At Sandy’s evaluation, Dr. Crouch felt that his hips were the result of two separate traumas. While he could not say that the traumas had definitely occurred as a result of abuse, the odds of these two injuries being inflicted at different times by accident were very low.
Her knee issues were the typical patella injuries small dogs often face. Dr. Crouch discussed the difficulties ahead, and informed me that Sandy would need two separate surgeries. I had expected a quick fix, but no. Dr. Crouch would first repair one side — both hip and knee so that Sandy would have one solid base to support himself while the other side healed. Then, after a 6-8 week recovery, he would receive the second surgery.
Clearly, I would have Sandy for much longer and he would be far more labor intensive than first expected. Well, okay then. We settled in for the long-haul.
When I picked Sandy up after his first surgery, he was pitiful. His side was shaved, a bandage covered his hip, and he was crying softly. With the post-operative instructions in hand, I brought him home.
He was on full crate rest, only to be carried outside to relieve himself. He could not get wet, he could not do stairs, run, or jump. It turned out that he didn’t want to do any of those things anyway. He preferred to lay around and stare at me.

Natural-language object grounding data:
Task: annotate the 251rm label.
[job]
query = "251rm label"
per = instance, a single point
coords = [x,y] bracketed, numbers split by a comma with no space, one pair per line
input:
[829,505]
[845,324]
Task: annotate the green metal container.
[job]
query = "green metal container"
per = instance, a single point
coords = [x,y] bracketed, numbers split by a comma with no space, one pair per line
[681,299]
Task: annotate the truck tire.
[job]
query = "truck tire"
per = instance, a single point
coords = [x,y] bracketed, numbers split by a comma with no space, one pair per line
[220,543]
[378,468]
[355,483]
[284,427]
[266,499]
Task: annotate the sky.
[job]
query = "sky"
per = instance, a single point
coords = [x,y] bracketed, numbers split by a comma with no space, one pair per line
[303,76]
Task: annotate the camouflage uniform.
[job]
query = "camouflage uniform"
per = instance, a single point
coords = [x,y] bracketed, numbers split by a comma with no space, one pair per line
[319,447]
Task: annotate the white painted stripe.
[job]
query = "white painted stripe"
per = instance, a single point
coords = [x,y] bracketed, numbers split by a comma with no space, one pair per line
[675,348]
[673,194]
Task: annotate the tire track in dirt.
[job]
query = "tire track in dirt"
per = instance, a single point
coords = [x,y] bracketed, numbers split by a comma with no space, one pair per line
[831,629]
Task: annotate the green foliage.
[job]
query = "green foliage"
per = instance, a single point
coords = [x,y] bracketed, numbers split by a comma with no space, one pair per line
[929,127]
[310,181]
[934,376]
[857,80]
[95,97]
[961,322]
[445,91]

● Work instruction A
Answer these questions from the text about Sandy's surgeries:
(i) How many surgeries would Sandy need?
(ii) How long was the recovery planned before the second surgery?
(iii) What covered Sandy's hip at pickup after the first surgery?
● Work instruction B
Does each statement agree with the text about Sandy's surgeries? Answer yes or no and quote the words that decide it.
(i) Dr. Crouch said the hip traumas had definitely been caused by abuse.
(ii) The first surgery would repair both the hip and the knee on one side.
(iii) After the first surgery, Sandy was on full crate rest.

● Your solution A
(i) Two separate surgeries.
(ii) 6-8 weeks.
(iii) A bandage.

● Your solution B
(i) No: "he could not say that the traumas had definitely occurred as a result of abuse"
(ii) Yes: "Dr. Crouch would first repair one side — both hip and knee"
(iii) Yes: "He was on full crate rest"